▶ **Task statement**
Give back every row below verbatim, changing nothing.
--- start ---
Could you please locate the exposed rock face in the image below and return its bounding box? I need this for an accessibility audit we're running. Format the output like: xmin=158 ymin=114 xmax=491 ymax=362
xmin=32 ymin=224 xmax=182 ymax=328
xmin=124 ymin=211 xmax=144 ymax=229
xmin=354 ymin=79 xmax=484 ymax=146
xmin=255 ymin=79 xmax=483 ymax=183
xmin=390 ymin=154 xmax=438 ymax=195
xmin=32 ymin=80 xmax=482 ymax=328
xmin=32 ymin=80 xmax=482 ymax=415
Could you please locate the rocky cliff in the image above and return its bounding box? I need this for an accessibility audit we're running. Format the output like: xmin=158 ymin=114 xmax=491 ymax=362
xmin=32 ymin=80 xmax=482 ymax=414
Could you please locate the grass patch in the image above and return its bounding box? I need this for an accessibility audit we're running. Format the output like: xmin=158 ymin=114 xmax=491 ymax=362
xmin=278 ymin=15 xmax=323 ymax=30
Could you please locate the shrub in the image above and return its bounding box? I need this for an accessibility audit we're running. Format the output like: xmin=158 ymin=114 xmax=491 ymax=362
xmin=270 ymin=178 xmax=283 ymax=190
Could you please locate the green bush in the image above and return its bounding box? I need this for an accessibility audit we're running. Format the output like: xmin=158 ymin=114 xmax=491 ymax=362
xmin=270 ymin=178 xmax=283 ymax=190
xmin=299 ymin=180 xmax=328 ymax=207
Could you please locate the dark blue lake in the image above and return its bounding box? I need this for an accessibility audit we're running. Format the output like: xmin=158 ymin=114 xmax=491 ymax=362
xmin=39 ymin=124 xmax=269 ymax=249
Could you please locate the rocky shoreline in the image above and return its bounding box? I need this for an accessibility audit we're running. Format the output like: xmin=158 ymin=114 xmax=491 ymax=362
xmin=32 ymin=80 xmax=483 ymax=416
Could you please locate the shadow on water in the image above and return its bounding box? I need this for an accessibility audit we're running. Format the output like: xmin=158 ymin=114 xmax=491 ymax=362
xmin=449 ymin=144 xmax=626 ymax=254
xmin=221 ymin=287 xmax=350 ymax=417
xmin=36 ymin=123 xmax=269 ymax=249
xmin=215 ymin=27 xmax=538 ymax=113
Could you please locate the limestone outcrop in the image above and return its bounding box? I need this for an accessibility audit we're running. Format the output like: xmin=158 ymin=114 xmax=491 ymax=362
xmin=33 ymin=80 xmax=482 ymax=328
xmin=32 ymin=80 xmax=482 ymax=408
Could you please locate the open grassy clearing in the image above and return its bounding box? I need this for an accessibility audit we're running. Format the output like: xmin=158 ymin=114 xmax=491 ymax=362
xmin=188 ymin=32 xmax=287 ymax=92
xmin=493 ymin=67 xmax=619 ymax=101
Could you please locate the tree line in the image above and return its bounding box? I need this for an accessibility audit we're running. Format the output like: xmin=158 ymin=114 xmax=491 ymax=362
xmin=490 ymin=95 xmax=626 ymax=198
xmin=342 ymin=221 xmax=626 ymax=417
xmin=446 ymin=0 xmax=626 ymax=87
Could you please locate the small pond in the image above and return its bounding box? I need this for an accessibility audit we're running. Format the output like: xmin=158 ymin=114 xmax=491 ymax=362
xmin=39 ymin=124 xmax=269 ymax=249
--- end ---
▶ **Written answer**
Could you please locate the exposed rock face in the image below and return its bounding box? I need this for an accessibility audit we're running. Format the output like: xmin=158 ymin=114 xmax=491 ymax=362
xmin=32 ymin=224 xmax=182 ymax=328
xmin=124 ymin=211 xmax=144 ymax=229
xmin=354 ymin=79 xmax=484 ymax=146
xmin=255 ymin=79 xmax=483 ymax=183
xmin=390 ymin=154 xmax=438 ymax=195
xmin=32 ymin=80 xmax=482 ymax=328
xmin=32 ymin=80 xmax=482 ymax=415
Could you please locate the rocky cliff in the image above and return its bounding box? I need this for an accessibility audit we're running. Format the output like: xmin=158 ymin=114 xmax=491 ymax=362
xmin=32 ymin=80 xmax=482 ymax=414
Could you please locate the grass patch in the image above and return its bounding box? I need this for an accessibility audit we're running. Format the output like: xmin=158 ymin=114 xmax=491 ymax=362
xmin=278 ymin=15 xmax=323 ymax=30
Could you please locate the shrub in the image above and return its bounding box? I need this for an accessibility audit we're running. Format the output like: xmin=158 ymin=114 xmax=491 ymax=362
xmin=270 ymin=178 xmax=283 ymax=190
Could you please locate the green bush in the image above and return its bounding box? I need this for an accessibility audit we're running. Format the output like: xmin=158 ymin=114 xmax=491 ymax=362
xmin=270 ymin=178 xmax=283 ymax=190
xmin=299 ymin=180 xmax=328 ymax=207
Could you please locate the dark blue lake in the image above and return its bounding box? I need this for an accessibility audit we're running. Format the output like: xmin=158 ymin=114 xmax=491 ymax=362
xmin=39 ymin=124 xmax=269 ymax=249
Could you please locate the rocky shoreline in the image above and return its bounding box? I need this for an accessibility audit we're running. Format the output like: xmin=158 ymin=114 xmax=491 ymax=362
xmin=32 ymin=80 xmax=483 ymax=416
Could you please locate the shadow on water in the image above and return its bounding box? I need this for an accessibility audit we're running. Format the output like: xmin=158 ymin=114 xmax=491 ymax=362
xmin=449 ymin=144 xmax=626 ymax=254
xmin=221 ymin=287 xmax=350 ymax=417
xmin=36 ymin=123 xmax=269 ymax=249
xmin=215 ymin=27 xmax=538 ymax=113
Could you please locate the limestone outcrop in the image above and return its bounding box? I need this for an accessibility audit we're running. Format the output like: xmin=158 ymin=114 xmax=491 ymax=362
xmin=33 ymin=80 xmax=482 ymax=328
xmin=32 ymin=80 xmax=482 ymax=408
Could you please locate the open grassy clearing in the image above and return its bounding box? I need this for an accessibility audit we're running. Format the output like: xmin=158 ymin=114 xmax=491 ymax=362
xmin=188 ymin=32 xmax=287 ymax=92
xmin=493 ymin=67 xmax=619 ymax=101
Could you please locate the tree line in the image above and return its bounding box? I need this for an accessibility audit we're running. Format the output like: xmin=158 ymin=114 xmax=491 ymax=362
xmin=490 ymin=95 xmax=626 ymax=198
xmin=342 ymin=221 xmax=626 ymax=417
xmin=446 ymin=0 xmax=626 ymax=87
Could you please locate the small pond in the image above and return its bounding box? I need this for an accessibility audit we're running. Format the output like: xmin=158 ymin=114 xmax=491 ymax=362
xmin=39 ymin=124 xmax=269 ymax=249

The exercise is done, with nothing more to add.